■ Dataset rows ■
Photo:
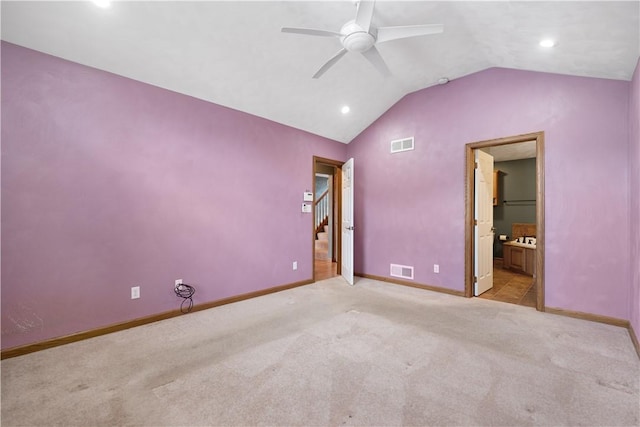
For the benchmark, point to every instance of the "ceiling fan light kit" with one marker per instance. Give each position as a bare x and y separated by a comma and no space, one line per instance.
360,36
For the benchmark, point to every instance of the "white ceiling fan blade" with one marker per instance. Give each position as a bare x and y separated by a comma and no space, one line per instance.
375,58
365,14
386,34
311,32
330,63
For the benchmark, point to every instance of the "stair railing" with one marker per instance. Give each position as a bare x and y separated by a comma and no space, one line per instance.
321,207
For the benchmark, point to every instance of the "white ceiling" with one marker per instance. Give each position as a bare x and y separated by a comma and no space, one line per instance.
232,53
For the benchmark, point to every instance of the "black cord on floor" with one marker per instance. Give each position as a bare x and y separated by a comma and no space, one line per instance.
186,292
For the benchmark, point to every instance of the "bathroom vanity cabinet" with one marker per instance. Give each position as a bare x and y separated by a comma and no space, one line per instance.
519,258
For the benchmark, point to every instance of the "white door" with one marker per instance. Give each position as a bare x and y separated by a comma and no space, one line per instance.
484,231
347,221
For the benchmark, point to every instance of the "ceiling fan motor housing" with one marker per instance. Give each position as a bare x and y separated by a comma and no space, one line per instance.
356,39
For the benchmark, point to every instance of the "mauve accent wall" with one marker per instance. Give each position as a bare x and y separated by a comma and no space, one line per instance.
409,207
108,183
634,192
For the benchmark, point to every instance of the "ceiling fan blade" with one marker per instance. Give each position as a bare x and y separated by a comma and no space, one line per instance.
365,14
376,60
386,34
330,63
311,32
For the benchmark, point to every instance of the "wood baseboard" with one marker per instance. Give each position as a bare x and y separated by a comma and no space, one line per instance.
411,284
67,339
588,316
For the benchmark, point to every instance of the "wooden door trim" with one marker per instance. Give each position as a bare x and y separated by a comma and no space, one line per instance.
337,190
469,203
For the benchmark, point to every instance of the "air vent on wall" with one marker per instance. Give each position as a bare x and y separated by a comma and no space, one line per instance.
400,145
402,271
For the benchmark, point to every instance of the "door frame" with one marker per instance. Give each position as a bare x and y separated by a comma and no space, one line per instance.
337,211
469,206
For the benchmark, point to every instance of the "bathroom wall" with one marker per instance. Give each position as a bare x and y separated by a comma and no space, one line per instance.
108,183
516,185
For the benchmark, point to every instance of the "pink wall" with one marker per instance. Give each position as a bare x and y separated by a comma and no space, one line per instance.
410,206
634,192
108,183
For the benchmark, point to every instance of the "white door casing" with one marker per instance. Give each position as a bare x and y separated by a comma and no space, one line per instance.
483,229
347,221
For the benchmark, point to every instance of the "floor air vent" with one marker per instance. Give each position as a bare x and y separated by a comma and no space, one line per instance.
402,271
400,145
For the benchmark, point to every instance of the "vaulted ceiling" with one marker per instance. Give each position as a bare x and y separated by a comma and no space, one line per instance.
233,53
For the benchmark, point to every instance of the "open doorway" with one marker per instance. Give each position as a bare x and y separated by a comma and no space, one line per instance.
521,262
326,218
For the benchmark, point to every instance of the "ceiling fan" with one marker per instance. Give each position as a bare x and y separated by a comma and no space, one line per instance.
359,35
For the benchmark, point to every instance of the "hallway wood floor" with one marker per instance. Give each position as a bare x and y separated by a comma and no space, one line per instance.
511,287
324,269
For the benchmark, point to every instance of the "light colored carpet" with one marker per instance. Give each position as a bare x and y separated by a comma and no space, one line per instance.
331,354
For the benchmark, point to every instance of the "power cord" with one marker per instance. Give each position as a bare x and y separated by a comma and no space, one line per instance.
186,292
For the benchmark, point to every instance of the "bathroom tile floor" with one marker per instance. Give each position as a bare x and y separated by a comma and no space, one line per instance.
511,287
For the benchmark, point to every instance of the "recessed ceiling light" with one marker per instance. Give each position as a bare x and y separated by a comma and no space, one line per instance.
547,43
102,3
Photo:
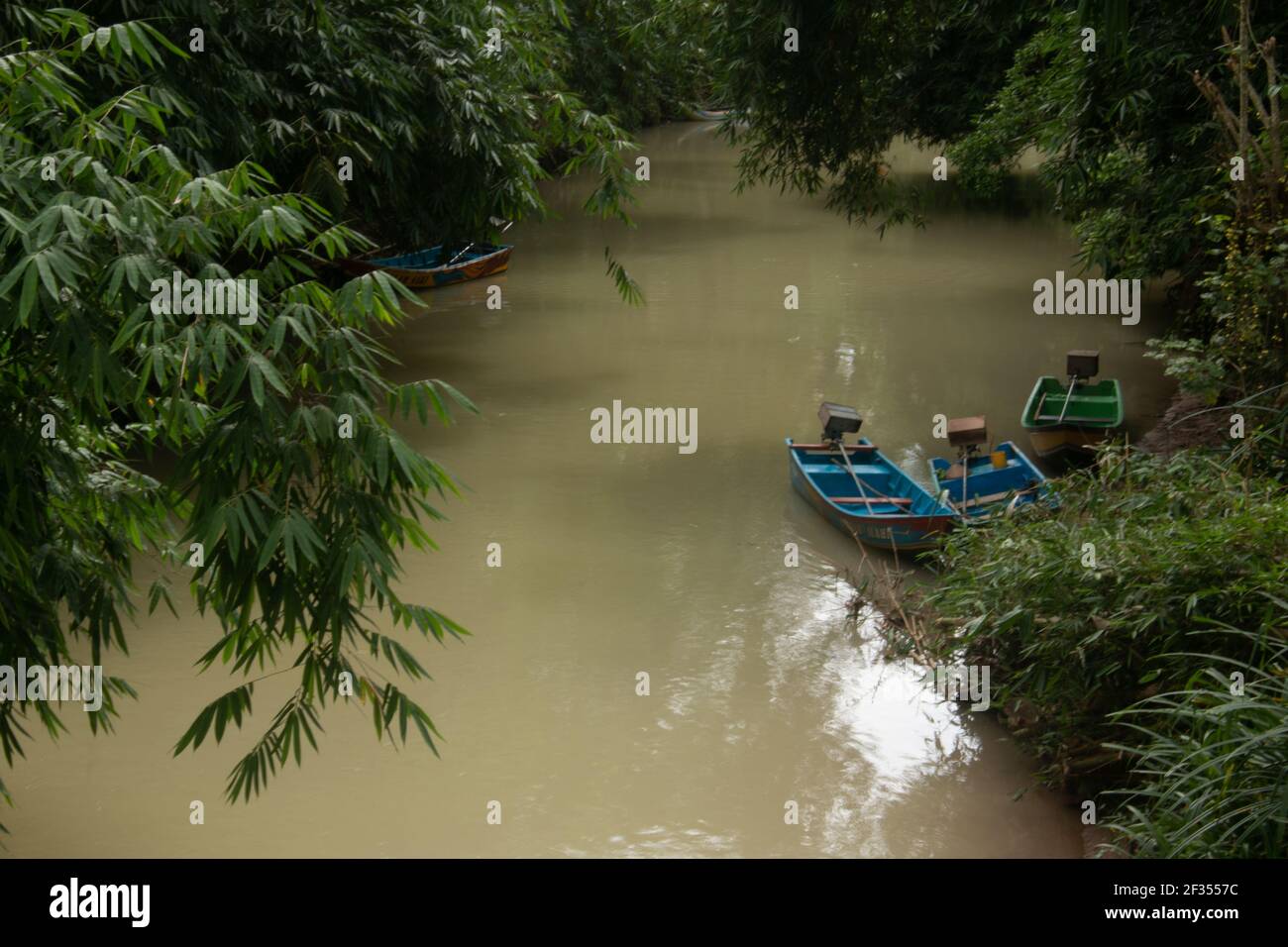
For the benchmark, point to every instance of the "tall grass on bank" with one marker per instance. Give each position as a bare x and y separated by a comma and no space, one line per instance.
1212,772
1122,592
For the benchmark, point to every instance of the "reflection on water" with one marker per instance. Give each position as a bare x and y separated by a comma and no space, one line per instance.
619,560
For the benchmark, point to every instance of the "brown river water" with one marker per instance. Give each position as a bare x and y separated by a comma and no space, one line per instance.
618,560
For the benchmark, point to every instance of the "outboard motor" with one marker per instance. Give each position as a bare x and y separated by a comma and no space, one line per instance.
837,421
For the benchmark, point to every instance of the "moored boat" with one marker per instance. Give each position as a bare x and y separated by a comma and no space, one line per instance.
1068,421
980,486
434,266
863,492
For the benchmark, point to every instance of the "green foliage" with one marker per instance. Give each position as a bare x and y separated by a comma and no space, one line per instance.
237,425
442,133
640,62
1244,299
1183,549
1198,368
1212,759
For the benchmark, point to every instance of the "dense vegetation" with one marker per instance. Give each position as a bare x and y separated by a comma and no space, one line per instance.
1163,145
1113,624
214,140
1134,137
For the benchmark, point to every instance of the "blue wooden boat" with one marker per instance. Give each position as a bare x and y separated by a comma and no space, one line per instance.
978,487
887,508
436,266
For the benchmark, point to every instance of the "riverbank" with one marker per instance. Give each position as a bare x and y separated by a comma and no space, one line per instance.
1136,641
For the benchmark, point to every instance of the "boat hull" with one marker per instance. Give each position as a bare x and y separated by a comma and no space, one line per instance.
910,531
1094,414
1067,444
428,278
990,489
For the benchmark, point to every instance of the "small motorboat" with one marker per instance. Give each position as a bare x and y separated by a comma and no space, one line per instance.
1069,421
983,484
863,492
436,265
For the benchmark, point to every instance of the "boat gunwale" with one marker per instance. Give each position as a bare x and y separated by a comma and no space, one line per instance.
898,515
1034,424
445,268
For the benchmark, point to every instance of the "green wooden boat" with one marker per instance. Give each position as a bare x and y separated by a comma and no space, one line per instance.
1069,420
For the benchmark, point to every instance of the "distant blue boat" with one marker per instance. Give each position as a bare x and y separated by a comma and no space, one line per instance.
987,488
429,268
887,508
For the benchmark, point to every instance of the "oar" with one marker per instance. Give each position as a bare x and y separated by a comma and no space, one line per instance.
471,245
858,483
460,254
1068,397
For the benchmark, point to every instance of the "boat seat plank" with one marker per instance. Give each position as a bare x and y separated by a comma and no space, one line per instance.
828,449
1073,418
874,500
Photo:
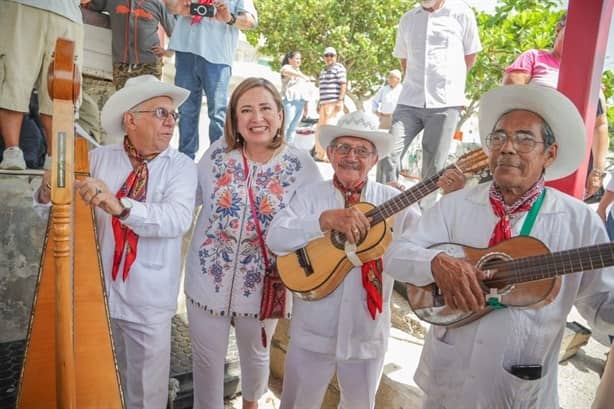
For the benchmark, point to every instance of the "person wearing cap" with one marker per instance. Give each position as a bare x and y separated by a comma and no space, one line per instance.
333,85
347,331
531,135
437,43
143,195
385,100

■ Objective ■
Every line should be retyped exactly, with the pictures omitted.

■ Answer to the exercise ■
Photo:
For the benchmark, point to every instance of the "ceiling fan light kit" with one marker per instance. Give each position as a bare x and y separated by a comma and no space, one line per instance.
360,36
For the benchmark, point to every instance of the "white ceiling fan blade" with one marker per instance. Give each position as a bare x and y separated by a comma and no space, one line per instance.
375,58
365,14
386,34
311,32
330,63
For the benchmark, point to every instance of the "stair railing" with one marker per instance. Give each position as a bare x and y separated by a comma and no space, one line per instance.
321,207
For the benchmark, point to every instance of the "white ceiling" with one marker per instance. Give each position as a bare x and y separated by a comma and no space, one line per instance.
232,53
For the benchmark, point to every instance of the "black cord on floor" with one marker per instance. Give each position as a bare x and y separated by a comma and no space, one line per instance.
186,292
For the benchmark, point to every instance of the "bathroom vanity cabinet" with one marker per instance. Give each position as a bare x and y separated by a comma and no space, one line per instance.
519,258
For the benchmark, point to every instance of the "white door" with one marker per instance. Give each position as a bare x and y separated by a comma and no space, one line per instance.
484,231
347,221
For the benchmark, point to every instance of the "ceiling fan motor housing" with one marker per instance. Give each position as a bare x and y separated by a comma and no space, one line per instance.
356,39
For the benchmark, point to every instance of the "mauve accent wall" with one marker per instance. Give each position as a bare x and y separated by a comma and no space, one line per instance.
409,207
108,183
634,192
For the benchmark, point to every instance of the "ceiling fan blade" with one marker per instance. Give each position as a bare x and y separated by a comma and no space, one line per instance.
365,14
376,60
386,34
330,63
311,32
For the benchmark, point to every instance of the "wood baseboard" with one marker per instance. Give each position as a bare x and y separated by a comma and no space, one line per instance.
411,284
67,339
588,316
For the benchmark, point to every instance of the "wooden door trim" with one marker per instance. Give each position as a bare x and y separated by a comma and no space, one line per instance.
337,190
469,203
For the benchmark, point to every instance of the "air vent on wall" with one marker per instance. Give each position as a bare x and y separated by a comma and no space, one line per instance.
400,145
402,271
For the benchmark, point to every instance of the "door frame" with one marker per instance. Give each position as a bare x and y separated by a comma and no space, one line per instance.
337,211
469,206
For the benchmark, point to every instance of the "bathroom wall" with one marker per instance. Give each position as a bare x and y separated by a comma and no space, one line per instance.
108,183
516,185
For the benchmark, point to every instance of the "pink wall" with one marker per instance. Give each position as a bare x and y separated by a comma and no space, one line per instance.
410,206
634,192
108,183
For the benchmark, point to every instance of the "white door casing" with one marker per instance. Give each position as a bare x and y separated by a comma and no space, one line per instance.
483,229
347,221
For the benchmark, point to every instance of the "floor air vent" with one marker per instance. Give each position as a bare x and y separated by a comma and no space, one line per instance.
402,271
400,145
For the benchmark, point to every instance of the "vaulted ceiling" with one marker per instance. Give each position as a bare x and y separated by a comma and no space, one line per instance.
233,53
For the benchmark, point to every instance of the "open doorway" with one marker per instance. Give each position as a bare x and y separated by a comma and no space, one line per instance.
521,262
326,218
For the benchmark, point to every instance of the "ceiling fan" with one marker per instance. Give each position as a bare x and y separated by a comma and no space, one line per instance.
359,35
For the benchmark, point to every instance of the "hallway wood floor" with one marker per instance. Give each position as a bare x and y separated by a comma and no space, one line per instance.
511,287
324,269
For the benchmark, point to every instance of the "light colored carpet" with one marker per instance. Give each position as a bare x and y separated by a comma and no space, one line per instance.
331,354
For the benchmark, point to every instance of the "power cord" with one marker per instance. Give each position as a bare x and y separated by a comma and no space, one line per instance.
186,292
For the benchmark, point to every instance of the "bathroom tile floor" with one marker per instance. Give each position as a bare x and y separated by a comma and no space, one line per instance.
511,287
For the benchmark, point to every instance of the "recessed ceiling light" with one marker per instance. Give each position as a bare x and y separated by a comma and no space, one line per instance.
547,43
102,3
Photo:
For the benchmark, point to every instance of the "tall grass on bank" with one marker per instance. Give each position as a bare x and y separated by a comma and no space, one line per instance.
1212,772
1122,592
For the benchmark, point to every instance of the "reflection on water" with one marker per instance. Give each position as a bare x and y separated by a comma and no space, one line per instance.
619,560
For the benchmark, point to every instance of the "brown river water" with one marker per instance. Give each position as a bare x and y separated by a comma and no space, one line per instance.
618,560
For the benchmark, point to every instance of the "outboard motor" with one marker per instance. Give each position as a bare x and y separated by a comma and no space, one line per instance.
837,421
For the benchmark, point to every instance of the "moored boat" with one marker per instance. Give each position as a bare x and y separated by a comma and no space, one line per instance.
1068,421
980,486
434,266
863,492
For the benchmark, point to every instance of the "green foliage" with one marker per instance. Give each position as a bare x and y separated by a comma and no space, one line per instance.
237,425
442,133
640,62
1244,299
1183,549
1198,368
1212,759
For the benchmark, point to every instance of the "dense vegetation" with one marker per instance. Give each position as a bare x and y separated by a comma and no space, one line per instance.
1163,145
1113,624
214,140
1134,137
For the benchmark, point to every instance of the "blue wooden boat" with one marker per instance. Give each position as a bare x and y separated by a comma and no space, one line per instance.
978,487
887,508
436,266
For the benchmark, point to every instance of the "riverbank" with one marker per instance. Give each position as a bare x and y separated by a comma and no space, one line per instance.
1136,641
For the benchmark, point to every instance of the "boat hull" with one marker per instance. Give each position as a bare x and y separated by a comma and no space, one line per instance.
910,531
1094,414
1067,444
428,278
990,489
For the benchmark, point to every instance of the "small motorboat" with one marker per instance. Give each position as a bare x and y separated by a comma and no space, one line per instance.
1069,421
983,484
863,492
436,265
For the benchmark, point to every instance of the "boat gunwale" with one marker per instance. Give each position as a bare x and y separated by a comma and no space, one line per instance.
898,515
1034,424
445,268
For the benchmark, point to every instance of the "green wooden boat" with one marker per instance. Give each position as a bare x and y separated by a comma and no space, one line per instance.
1069,420
For the benchmark, point to every instance of the "distant blue boat" with one marker per instance. Give each position as a bare x and y separated by a comma and no space, one line per instance.
987,488
429,268
887,508
For the benchmark, point to every instance of the "oar" with one marker per instance. Give each position as a bare x and y separated by a comma and no space, one line per instance.
471,245
858,483
460,254
1068,397
For the benchmark, point to every instance of the "boat seat plank" with one marker per instance. Give each position as a bare x and y separated by a comma and no space, one line per instance.
828,449
1073,418
874,500
Photo:
For the benchmark, point to every instance of the "person wearing cap" with one marker per instance. Give each position as a bare x and y separated by a comma and no space, one line per instance.
333,85
347,331
531,135
437,43
143,195
385,100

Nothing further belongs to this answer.